# SOURCE DOCUMENT
* * * *

Pablo Picasso was a dynamic, creative force. He was intrigued by and experimented with countless media throughout the course of his long and illustrious career. Picasso’s Cubist oil paintings – some incorporating collage – of the 1910s changed the world of Western Art forever. He worked in crayon, pencil, and pastel and was a prolific printmaker as well. He created sculptural works from a broad range of materials including bronze, glass, and wood.
Picasso first experimented with clay in 1905, when he modeled a small group of heads, some of which were later cast in bronze, but largely ignored the medium until later in life . It was not until the age of 66 that Picasso turned his serious attentions to clay and ceramics. In 1946 Picasso went to the annual pottery exhibition in Vallauris, a town on the Côte d’Azur in southeastern France. Here he met Suzanne and Georges Ramié, the owners of the Madoura Workshop. The Ramiés gave Picasso open access to the tools and materials of their workshop, and allowed Picasso to create ceramic works at will with the understanding that in return they would sell the pieces.

* * * *

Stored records
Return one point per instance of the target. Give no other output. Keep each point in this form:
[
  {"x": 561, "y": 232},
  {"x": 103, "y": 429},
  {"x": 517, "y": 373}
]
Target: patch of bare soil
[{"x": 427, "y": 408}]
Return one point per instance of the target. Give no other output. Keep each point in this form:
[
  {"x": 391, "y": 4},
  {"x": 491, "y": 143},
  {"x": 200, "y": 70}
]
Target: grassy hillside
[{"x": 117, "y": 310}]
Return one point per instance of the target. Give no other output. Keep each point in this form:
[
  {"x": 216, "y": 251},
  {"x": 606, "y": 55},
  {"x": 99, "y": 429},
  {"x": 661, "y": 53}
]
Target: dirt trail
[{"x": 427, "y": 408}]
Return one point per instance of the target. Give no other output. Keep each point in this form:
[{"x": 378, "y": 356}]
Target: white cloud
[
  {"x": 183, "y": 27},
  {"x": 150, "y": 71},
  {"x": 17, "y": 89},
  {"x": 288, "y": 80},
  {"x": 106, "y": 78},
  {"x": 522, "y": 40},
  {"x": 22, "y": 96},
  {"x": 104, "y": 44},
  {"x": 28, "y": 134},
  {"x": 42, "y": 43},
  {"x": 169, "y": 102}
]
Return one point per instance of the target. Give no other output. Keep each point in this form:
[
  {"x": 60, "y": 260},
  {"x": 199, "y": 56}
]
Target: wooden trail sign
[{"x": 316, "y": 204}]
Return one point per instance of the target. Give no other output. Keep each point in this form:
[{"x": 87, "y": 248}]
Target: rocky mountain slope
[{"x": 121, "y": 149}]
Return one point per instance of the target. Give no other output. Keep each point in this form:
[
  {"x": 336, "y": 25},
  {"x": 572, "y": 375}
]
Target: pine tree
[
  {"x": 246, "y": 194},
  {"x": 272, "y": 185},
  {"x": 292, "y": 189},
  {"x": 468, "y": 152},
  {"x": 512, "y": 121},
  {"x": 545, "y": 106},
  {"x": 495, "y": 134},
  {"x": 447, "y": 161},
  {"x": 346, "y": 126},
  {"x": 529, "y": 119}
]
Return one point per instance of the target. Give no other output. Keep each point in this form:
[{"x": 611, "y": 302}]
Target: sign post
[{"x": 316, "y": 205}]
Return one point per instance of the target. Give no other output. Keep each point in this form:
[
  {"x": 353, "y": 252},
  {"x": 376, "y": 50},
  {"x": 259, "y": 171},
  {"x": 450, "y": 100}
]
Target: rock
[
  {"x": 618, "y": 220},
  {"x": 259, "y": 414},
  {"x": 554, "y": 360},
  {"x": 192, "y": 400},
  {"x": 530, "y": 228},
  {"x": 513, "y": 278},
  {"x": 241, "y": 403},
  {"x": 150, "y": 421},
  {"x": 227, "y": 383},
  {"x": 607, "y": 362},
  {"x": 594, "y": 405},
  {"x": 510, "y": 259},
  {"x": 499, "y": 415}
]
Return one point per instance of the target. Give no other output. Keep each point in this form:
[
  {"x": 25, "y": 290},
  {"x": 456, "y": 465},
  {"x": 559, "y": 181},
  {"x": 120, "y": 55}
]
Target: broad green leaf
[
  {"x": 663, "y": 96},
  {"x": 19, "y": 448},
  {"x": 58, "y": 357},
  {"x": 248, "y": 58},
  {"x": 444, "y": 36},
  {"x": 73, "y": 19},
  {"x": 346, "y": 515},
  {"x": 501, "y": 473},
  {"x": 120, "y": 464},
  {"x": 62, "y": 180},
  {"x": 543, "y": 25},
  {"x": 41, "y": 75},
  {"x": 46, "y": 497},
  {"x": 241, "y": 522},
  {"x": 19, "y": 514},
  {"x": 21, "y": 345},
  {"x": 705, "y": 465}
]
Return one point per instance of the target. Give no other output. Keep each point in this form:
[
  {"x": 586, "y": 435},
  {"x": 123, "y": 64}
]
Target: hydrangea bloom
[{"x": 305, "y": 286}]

* * * *

# JOB A
Tally the lines of the listing that contain the string "trail", treating uppercase and lowercase as different, and reply with the number alone.
# JOB B
Resume the passage on Picasso's work in clay and ceramics, starting right after its final sentence.
The passage on Picasso and the listing are unrelated to each other.

# WRITTEN RESPONSE A
2

# WRITTEN RESPONSE B
Mastering the techniques of decorating and firing clay is complex, and many of Picasso’s works for the first year were exercises and experiments in mastering the craft. Picasso did not turn the clay forms himself. He began with standard forms of plates and bowls, but as he mastered glazing, engraving, and engobe, he began designing his own unique forms which were turned by local potters. He began by bending and stretching wet jars and jugs, creating new forms, some of which appeared animalistic or anthropomorphic. Many of his complex forms were composites of traditional turned forms of vases and bowls that were cut, manipulated, and joined together to create sculptural forms far removed from their utilitarian roots.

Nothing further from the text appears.